* Assignment
Scan the records that follow, and whenever a line has the word "green", copy it.

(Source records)
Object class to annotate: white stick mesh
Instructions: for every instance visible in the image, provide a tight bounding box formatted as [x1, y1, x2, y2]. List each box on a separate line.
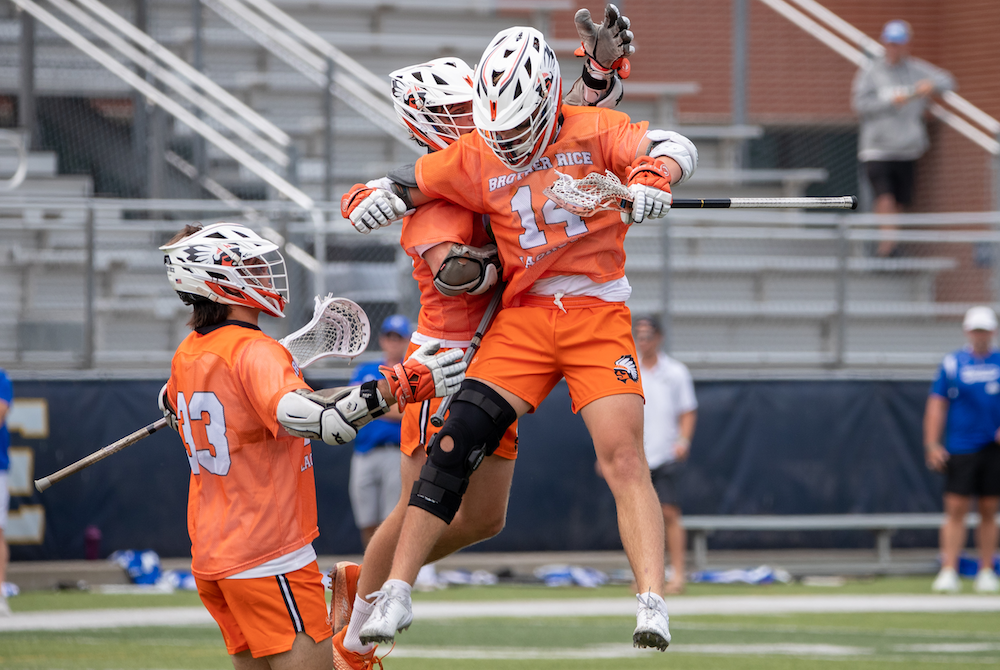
[279, 295, 371, 368]
[542, 170, 633, 217]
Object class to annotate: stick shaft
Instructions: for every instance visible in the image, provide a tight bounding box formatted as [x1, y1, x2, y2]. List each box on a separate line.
[672, 196, 857, 210]
[430, 282, 506, 427]
[34, 417, 169, 492]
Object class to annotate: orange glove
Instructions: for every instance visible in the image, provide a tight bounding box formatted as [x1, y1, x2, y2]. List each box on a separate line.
[624, 156, 672, 224]
[379, 342, 465, 410]
[341, 181, 407, 233]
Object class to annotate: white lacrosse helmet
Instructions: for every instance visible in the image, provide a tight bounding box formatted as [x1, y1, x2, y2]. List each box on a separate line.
[390, 58, 476, 151]
[160, 222, 289, 318]
[473, 26, 562, 172]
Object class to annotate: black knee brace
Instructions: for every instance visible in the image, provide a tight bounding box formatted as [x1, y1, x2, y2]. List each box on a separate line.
[409, 380, 517, 523]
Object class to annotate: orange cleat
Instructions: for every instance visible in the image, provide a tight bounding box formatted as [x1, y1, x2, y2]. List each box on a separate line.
[329, 561, 362, 635]
[332, 628, 382, 670]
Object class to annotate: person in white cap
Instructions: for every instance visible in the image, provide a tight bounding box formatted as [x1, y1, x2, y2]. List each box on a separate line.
[924, 306, 1000, 593]
[851, 19, 954, 257]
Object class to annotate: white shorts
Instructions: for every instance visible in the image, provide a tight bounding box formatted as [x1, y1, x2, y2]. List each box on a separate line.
[348, 446, 401, 529]
[0, 472, 8, 531]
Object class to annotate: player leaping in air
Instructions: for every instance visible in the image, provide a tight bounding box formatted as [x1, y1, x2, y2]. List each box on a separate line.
[156, 222, 465, 670]
[330, 6, 638, 668]
[342, 23, 697, 654]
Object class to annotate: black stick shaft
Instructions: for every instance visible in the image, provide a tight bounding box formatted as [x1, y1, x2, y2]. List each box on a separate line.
[672, 196, 857, 210]
[429, 282, 506, 428]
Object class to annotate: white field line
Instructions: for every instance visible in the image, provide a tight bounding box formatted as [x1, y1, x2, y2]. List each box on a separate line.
[2, 594, 1000, 632]
[387, 642, 873, 659]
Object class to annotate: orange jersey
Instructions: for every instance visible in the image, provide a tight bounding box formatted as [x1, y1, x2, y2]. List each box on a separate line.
[415, 104, 648, 306]
[166, 322, 316, 580]
[400, 198, 494, 342]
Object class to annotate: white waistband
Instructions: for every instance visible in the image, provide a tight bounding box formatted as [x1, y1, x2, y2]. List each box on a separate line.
[411, 331, 472, 350]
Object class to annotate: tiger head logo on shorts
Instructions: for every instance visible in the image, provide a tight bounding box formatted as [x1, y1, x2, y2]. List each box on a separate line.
[614, 355, 639, 384]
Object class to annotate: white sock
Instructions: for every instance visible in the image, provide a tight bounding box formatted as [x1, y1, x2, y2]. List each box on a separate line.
[343, 595, 375, 654]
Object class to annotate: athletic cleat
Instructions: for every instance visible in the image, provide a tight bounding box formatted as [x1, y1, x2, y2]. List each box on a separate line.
[358, 581, 413, 645]
[332, 629, 382, 670]
[973, 568, 999, 593]
[330, 561, 361, 635]
[931, 567, 961, 593]
[633, 591, 670, 651]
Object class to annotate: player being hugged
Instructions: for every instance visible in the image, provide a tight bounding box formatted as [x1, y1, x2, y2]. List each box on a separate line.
[343, 25, 696, 653]
[157, 223, 465, 669]
[330, 6, 641, 668]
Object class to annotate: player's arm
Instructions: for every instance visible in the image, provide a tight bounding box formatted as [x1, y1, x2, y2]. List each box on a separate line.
[674, 410, 696, 461]
[923, 394, 949, 472]
[342, 165, 434, 234]
[563, 4, 634, 109]
[277, 341, 466, 445]
[621, 130, 698, 223]
[424, 241, 501, 296]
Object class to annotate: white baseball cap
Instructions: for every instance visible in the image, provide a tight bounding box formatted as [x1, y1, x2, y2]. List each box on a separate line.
[963, 306, 998, 332]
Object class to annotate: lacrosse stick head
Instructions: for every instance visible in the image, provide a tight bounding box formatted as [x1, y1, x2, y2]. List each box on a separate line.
[542, 171, 633, 217]
[279, 295, 371, 368]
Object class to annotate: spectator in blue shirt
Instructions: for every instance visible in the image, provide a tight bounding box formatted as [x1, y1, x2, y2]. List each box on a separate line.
[0, 369, 12, 616]
[925, 306, 1000, 593]
[348, 315, 412, 547]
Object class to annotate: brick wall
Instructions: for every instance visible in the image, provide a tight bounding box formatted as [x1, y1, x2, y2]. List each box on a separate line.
[553, 0, 998, 211]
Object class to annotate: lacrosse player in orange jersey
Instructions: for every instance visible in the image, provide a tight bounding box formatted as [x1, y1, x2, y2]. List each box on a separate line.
[157, 223, 466, 670]
[330, 7, 638, 667]
[344, 25, 698, 652]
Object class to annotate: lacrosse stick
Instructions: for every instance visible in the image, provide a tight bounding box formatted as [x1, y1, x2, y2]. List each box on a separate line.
[429, 281, 506, 427]
[543, 171, 857, 216]
[279, 294, 371, 367]
[34, 418, 169, 492]
[34, 296, 372, 492]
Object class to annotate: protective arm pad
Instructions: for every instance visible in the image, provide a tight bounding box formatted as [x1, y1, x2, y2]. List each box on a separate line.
[433, 243, 501, 296]
[563, 68, 624, 109]
[276, 381, 390, 446]
[645, 130, 698, 185]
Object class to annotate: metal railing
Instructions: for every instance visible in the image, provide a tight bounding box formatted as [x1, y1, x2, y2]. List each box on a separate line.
[760, 0, 1000, 158]
[10, 0, 316, 212]
[2, 197, 998, 373]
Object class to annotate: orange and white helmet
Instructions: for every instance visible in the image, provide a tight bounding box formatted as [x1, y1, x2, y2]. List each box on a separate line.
[160, 223, 289, 318]
[473, 26, 561, 172]
[389, 58, 476, 151]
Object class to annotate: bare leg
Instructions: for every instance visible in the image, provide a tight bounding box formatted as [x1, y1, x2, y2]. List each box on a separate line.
[977, 496, 999, 571]
[662, 504, 686, 594]
[874, 193, 900, 257]
[386, 379, 530, 585]
[0, 529, 7, 586]
[355, 450, 516, 598]
[941, 493, 972, 570]
[581, 393, 665, 596]
[229, 632, 332, 670]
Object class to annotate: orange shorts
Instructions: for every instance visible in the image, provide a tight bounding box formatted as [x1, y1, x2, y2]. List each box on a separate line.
[401, 341, 518, 459]
[469, 295, 643, 413]
[196, 561, 332, 658]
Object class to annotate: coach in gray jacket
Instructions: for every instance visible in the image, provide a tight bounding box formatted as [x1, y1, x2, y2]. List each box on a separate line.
[851, 20, 954, 257]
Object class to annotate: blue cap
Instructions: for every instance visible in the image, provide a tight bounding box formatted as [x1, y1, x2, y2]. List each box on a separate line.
[881, 20, 911, 45]
[380, 314, 412, 337]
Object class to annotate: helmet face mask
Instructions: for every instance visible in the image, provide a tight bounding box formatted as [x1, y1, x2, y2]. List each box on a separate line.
[390, 58, 476, 151]
[161, 223, 289, 318]
[473, 27, 562, 172]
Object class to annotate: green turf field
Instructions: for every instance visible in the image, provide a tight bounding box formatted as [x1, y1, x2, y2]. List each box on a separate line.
[2, 579, 999, 669]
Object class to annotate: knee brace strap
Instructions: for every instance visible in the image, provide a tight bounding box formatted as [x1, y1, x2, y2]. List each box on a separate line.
[409, 380, 517, 523]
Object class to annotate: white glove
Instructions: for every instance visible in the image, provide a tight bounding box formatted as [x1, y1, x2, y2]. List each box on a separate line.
[158, 382, 178, 432]
[626, 184, 672, 224]
[341, 178, 408, 234]
[277, 383, 390, 446]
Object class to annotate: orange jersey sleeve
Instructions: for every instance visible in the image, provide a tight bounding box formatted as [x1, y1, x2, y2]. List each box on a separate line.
[167, 324, 317, 580]
[417, 105, 648, 305]
[401, 198, 495, 342]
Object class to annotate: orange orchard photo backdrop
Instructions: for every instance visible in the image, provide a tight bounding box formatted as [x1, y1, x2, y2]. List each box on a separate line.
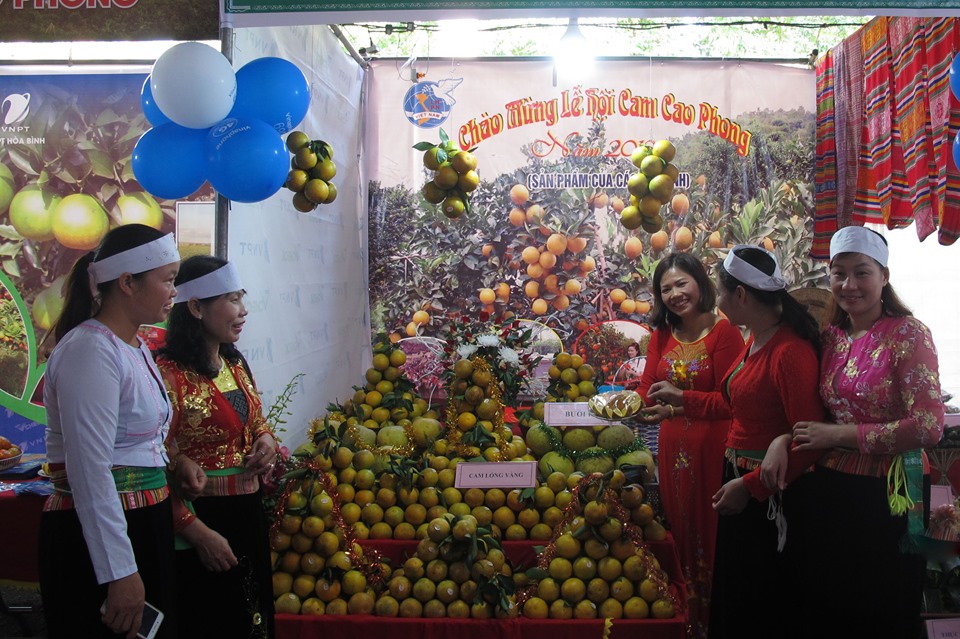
[365, 58, 829, 354]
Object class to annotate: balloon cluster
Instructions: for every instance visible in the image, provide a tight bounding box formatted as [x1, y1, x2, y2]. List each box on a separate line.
[620, 140, 678, 233]
[133, 43, 311, 204]
[285, 131, 338, 213]
[413, 129, 479, 220]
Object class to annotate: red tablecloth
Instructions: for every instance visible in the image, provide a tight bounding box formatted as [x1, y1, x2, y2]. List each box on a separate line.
[275, 615, 685, 639]
[276, 537, 687, 639]
[0, 483, 45, 586]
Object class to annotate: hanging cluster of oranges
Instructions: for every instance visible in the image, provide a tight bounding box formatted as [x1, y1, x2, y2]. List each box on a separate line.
[619, 140, 678, 233]
[285, 131, 338, 213]
[415, 131, 479, 220]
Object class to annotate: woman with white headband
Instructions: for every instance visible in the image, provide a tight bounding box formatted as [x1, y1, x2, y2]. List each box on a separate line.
[763, 226, 943, 638]
[646, 244, 824, 638]
[40, 224, 181, 638]
[154, 255, 276, 639]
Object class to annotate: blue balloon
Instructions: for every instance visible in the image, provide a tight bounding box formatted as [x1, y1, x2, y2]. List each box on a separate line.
[228, 57, 310, 134]
[205, 117, 288, 203]
[953, 132, 960, 170]
[132, 124, 207, 200]
[140, 76, 171, 127]
[951, 55, 960, 102]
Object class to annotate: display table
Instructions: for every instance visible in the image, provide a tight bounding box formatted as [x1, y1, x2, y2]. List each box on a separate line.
[0, 480, 46, 587]
[275, 537, 687, 639]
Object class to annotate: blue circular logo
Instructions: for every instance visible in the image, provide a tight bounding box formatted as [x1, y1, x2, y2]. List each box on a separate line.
[402, 81, 452, 129]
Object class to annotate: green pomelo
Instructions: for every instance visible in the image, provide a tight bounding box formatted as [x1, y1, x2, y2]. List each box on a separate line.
[561, 428, 596, 452]
[538, 451, 575, 477]
[576, 448, 615, 475]
[525, 424, 558, 458]
[597, 424, 637, 451]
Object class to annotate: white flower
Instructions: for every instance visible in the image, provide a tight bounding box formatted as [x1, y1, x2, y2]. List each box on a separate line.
[477, 334, 501, 348]
[457, 344, 478, 359]
[499, 346, 520, 367]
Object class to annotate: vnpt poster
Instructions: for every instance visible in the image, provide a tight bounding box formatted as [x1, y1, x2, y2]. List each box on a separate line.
[0, 72, 214, 453]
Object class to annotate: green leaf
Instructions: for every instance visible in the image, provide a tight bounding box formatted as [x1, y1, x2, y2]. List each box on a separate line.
[0, 226, 24, 241]
[2, 259, 19, 278]
[86, 150, 116, 179]
[0, 243, 21, 257]
[7, 148, 38, 176]
[412, 142, 435, 151]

* Expected output
Object class to annotate: green turf field
Object class to annotate: green pomelo
Object class to annotate: green leaf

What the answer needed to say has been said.